ECONOMíA › OPINIóN
› Por Alfredo Zaiat
Uno de los principales problemas para comprender la dinámica de los procesos económicos en estos años de ruptura de paradigmas hegemónicos, y en particular hoy sobre el origen y el desarrollo de la mayor crisis financiera mundial desde el crac del ’29, es que todavía se sigue abordando los acontecimientos con categorías del pensamiento neoliberal. Las bases materiales y políticas han cambiado en la región, incluyendo la Argentina, pero la conciencia colectiva aún continúa dominada por las ideas de la ortodoxia liberal. Este comportamiento no es por una obstinación masoquista, sino que el poder –o sea, el económico– ha triunfado en esa batalla cultural. Tanto pontificar sobre las bondades del libre mercado y la desregulación financiera global han logrado colonizar la opinión de una mayoría. Para ello cuentan con el invalorable aporte de gran parte de los medios, que convocan a opinar sobre el derrumbe del sistema financiero de la potencia mundial a abanderados del ideario que desembocó en el crac.

▬▬▬

__ENUNCIADO 1__. Por favor, pasa a un CSV de dos columnas, "texto" y "respuesta", los registros desde el comienzo hasta la línea que contiene "pixel 370 662", ambos extremos incluidos. Pon una fila por cada texto con su respuesta, cada uno en un solo campo entre comillas y con los saltos de línea convertidos en espacios.
El texto y los registros son materiales independientes entre sí.

▬▬▬

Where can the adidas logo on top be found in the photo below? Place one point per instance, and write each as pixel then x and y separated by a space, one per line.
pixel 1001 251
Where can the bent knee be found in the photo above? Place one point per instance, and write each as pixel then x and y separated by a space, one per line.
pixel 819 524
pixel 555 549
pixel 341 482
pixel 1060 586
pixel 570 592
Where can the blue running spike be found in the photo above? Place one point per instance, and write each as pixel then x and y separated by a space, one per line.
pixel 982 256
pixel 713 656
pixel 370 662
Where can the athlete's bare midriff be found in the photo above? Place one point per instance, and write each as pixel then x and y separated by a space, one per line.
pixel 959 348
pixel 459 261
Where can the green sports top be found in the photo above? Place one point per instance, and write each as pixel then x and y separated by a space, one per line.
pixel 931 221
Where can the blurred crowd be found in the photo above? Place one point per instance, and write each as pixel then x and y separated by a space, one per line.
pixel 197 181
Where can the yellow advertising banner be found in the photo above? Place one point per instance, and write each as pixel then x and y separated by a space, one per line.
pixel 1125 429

▬▬▬

__ENUNCIADO 2__. Escribe la continuación del artículo de opinión sobre la crisis financiera y el pensamiento neoliberal a partir de su última oración.

__RESULTADO FINAL 1__.
texto,respuesta
"Where can the adidas logo on top be found in the photo below? Place one point per instance, and write each as pixel then x and y separated by a space, one per line.","pixel 1001 251"
"Where can the bent knee be found in the photo above? Place one point per instance, and write each as pixel then x and y separated by a space, one per line.","pixel 819 524 pixel 555 549 pixel 341 482 pixel 1060 586 pixel 570 592"
"Where can the blue running spike be found in the photo above? Place one point per instance, and write each as pixel then x and y separated by a space, one per line.","pixel 982 256 pixel 713 656 pixel 370 662"

__RESULTADO FINAL 2__.
Dos casos son el colmo de la autoflagelación argentina: Ricardo López Murphy, ministro del ajuste salvaje de la Alianza y líder de la ultraliberal Fiel, y Claudio Loser, funcionario de carrera por treinta años en el FMI, institución que alentó la liberalización del movimiento de capitales especulativos. Ambos son invitados a explicar la crisis y, aún más, aconsejar sobre lo que tiene que hacer Argentina. La lista de los profetas del fracaso es larga, miembros de una secta de brujos que alcanza el absurdo de sentenciar que “algunos problemas de la Argentina reduce el impacto de la crisis”.
¿Qué “problemas” son los que permiten estar aislados del derrumbe de los cimientos del mundo especulativo global? La dedicación que ponen los voceros del establishment para ser parte de una crisis es conmovedora. Lo que es virtud es travestido en problema.
Argentina pudo salir de la trampa financiera externa a un costo inmenso por la inconsistente convertibilidad, modelo apoyado y elogiado por ese grupo de economistas del fracaso. El peso de la deuda estaba hundiendo a la economía en la pobreza y la exclusión. Era imprescindible salir de esa trampa. Para ello se tuvo que declarar el default porque no había otra alternativa. El default resultó, entonces, una de las condiciones para la rápida recuperación posterior, no solamente por el efecto fiscal de la suspensión de pagos, sino principalmente porque liberó a la política económica de la necesidad de emitir señales para facilitar la renovación de los pagos de deuda. El hecho de no requerir fondos externos frescos, de origen privado o multilateral, permitió desarrollar una política macroeconómica pragmática, enfocada en la estabilización del mercado de cambios y en la rápida recomposición de los ingresos fiscales.
El éxito de esta política proporcionó el marco de la recuperación. Luego se concretó el proceso de reestructuración de la deuda, con quita de capital y extensión del cronograma de pagos de los vencimientos, sin el aval del FMI y con Wall Street en contra.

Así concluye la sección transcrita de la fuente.